* [Exercise] Quote the data below verbatim, from the line containing "e.g. [(12, 336)]" through the line containing "[(260, 331), (136, 93)]", with both of those lines included.
◆ ◆ ◆
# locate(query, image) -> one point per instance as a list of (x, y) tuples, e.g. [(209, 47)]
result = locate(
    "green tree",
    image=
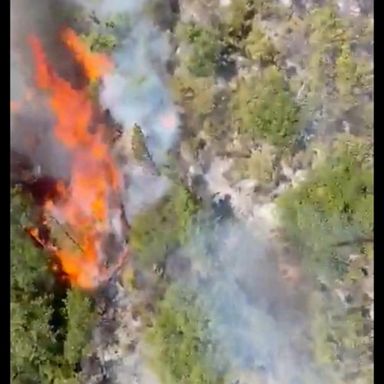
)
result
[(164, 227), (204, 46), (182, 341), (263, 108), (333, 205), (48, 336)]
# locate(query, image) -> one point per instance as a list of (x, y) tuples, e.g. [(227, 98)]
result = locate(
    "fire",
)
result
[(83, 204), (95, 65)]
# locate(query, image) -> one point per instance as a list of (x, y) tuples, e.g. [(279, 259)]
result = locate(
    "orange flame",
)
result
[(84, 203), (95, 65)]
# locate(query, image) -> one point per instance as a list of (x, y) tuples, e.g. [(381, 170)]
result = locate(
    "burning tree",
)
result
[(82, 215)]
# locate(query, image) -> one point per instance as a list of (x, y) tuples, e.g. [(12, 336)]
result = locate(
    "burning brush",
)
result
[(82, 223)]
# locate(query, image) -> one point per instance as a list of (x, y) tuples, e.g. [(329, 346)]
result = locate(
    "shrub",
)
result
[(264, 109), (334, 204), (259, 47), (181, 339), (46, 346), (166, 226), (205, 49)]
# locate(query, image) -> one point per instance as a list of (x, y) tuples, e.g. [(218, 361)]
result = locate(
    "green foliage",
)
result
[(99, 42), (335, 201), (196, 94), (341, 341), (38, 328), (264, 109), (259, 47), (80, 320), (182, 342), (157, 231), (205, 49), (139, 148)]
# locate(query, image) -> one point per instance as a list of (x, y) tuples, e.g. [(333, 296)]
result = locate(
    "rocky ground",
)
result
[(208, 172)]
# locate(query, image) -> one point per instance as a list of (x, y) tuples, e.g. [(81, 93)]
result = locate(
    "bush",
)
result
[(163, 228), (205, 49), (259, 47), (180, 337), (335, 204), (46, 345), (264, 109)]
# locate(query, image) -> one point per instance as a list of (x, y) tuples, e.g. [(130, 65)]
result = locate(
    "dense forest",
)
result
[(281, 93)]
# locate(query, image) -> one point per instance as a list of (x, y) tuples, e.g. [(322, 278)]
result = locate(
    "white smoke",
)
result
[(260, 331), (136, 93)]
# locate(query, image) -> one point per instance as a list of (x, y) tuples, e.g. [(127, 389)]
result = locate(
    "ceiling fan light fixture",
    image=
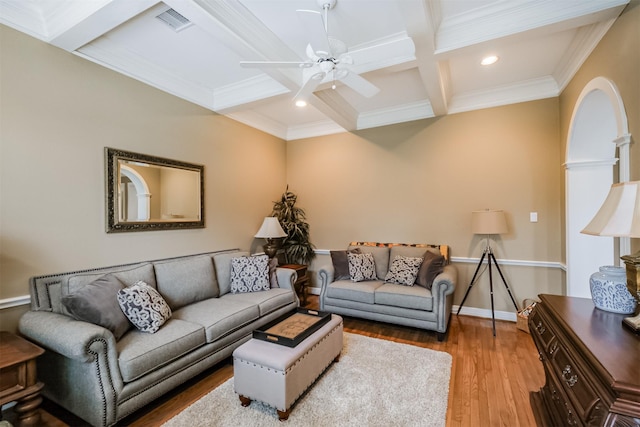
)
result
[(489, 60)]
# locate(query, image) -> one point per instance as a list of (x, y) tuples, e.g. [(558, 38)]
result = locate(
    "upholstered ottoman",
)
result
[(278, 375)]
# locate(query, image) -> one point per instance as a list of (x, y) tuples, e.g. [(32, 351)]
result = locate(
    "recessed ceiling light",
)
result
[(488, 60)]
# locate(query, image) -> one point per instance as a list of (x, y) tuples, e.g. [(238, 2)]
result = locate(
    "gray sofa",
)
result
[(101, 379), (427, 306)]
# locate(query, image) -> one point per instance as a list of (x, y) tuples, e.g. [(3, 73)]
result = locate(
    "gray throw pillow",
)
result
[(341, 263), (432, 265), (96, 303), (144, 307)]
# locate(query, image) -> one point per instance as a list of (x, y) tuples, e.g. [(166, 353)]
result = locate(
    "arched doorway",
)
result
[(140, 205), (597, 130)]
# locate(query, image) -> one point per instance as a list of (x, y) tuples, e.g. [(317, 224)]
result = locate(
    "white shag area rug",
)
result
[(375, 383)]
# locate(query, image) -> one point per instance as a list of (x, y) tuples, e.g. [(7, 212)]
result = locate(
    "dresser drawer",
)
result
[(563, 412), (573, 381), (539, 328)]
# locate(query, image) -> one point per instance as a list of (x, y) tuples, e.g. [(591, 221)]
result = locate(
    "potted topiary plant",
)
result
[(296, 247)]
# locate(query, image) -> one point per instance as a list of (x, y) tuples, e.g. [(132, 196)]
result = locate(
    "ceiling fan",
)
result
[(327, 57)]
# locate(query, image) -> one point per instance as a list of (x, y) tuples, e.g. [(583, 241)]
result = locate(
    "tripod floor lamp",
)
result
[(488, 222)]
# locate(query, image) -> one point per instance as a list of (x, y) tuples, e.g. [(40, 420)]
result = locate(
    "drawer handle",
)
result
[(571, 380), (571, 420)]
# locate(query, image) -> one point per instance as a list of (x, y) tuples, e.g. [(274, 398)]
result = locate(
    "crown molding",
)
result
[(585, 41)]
◆ ◆ ◆
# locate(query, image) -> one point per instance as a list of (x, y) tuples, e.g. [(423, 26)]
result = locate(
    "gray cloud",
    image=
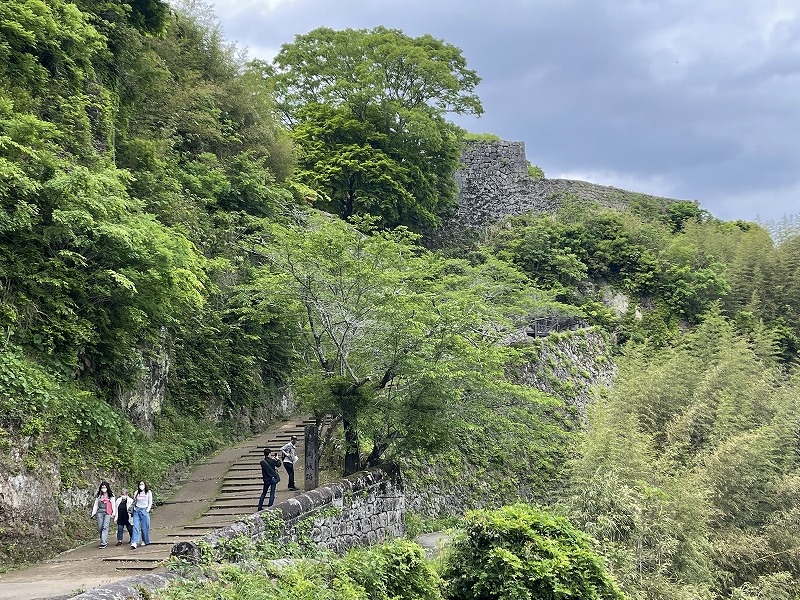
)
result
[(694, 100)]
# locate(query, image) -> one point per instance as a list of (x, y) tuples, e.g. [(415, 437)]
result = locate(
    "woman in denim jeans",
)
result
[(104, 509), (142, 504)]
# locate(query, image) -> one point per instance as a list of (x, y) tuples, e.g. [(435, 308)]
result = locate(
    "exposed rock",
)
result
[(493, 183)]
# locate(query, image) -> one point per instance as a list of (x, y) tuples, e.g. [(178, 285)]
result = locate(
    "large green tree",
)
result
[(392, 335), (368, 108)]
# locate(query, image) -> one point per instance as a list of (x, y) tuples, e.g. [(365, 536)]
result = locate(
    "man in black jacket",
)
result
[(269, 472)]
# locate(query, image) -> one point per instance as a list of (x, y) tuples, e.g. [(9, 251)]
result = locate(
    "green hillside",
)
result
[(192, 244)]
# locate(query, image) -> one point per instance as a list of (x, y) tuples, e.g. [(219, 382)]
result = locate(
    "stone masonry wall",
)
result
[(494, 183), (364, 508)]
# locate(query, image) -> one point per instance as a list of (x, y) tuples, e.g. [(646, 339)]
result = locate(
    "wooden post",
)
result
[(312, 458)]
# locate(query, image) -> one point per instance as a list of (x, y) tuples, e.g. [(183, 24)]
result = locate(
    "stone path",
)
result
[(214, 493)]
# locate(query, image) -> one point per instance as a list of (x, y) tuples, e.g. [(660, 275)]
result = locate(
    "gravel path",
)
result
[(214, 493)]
◆ ◆ ◆
* [Answer to the problem]
# locate(query, image) -> one point per instance as a list of (x, y) tuples, e.g. [(12, 336)]
result = locate(
    "burning brush",
)
result
[(82, 223)]
# locate(query, image) -> one point per instance as a list of (x, y) tuples, e.g. [(329, 346)]
result = locate(
    "shrub",
)
result
[(264, 109), (334, 204), (259, 47), (181, 339), (46, 346), (166, 226), (205, 49)]
# locate(query, image) -> one point per instance as a list of (x, y) tuples, e.g. [(218, 361)]
result = locate(
    "green foliage",
)
result
[(99, 42), (335, 201), (196, 94), (341, 341), (38, 328), (264, 109), (259, 47), (80, 320), (182, 342), (157, 231), (205, 49), (139, 148)]
# locate(query, image) -> one point per instance as a list of (x, y) tuples, e.g. [(333, 296)]
result = locate(
    "rocky ground",
)
result
[(208, 172)]
# locate(query, image) -> one point per instance as a list of (x, y) tuples, e.g. [(81, 93)]
result = locate(
    "bush",
)
result
[(163, 228), (205, 49), (259, 47), (180, 337), (335, 204), (46, 345), (264, 109)]
# locate(query, image) -> one point per instance as a list of (x, y) tuples, e.g. [(130, 65)]
result = locate(
    "dense forest",
)
result
[(281, 93)]
# locate(query, image) -> one point per instance as a list of (x, y) tuples, e.g. [(322, 278)]
result = locate(
    "white smoke",
)
result
[(260, 331), (136, 93)]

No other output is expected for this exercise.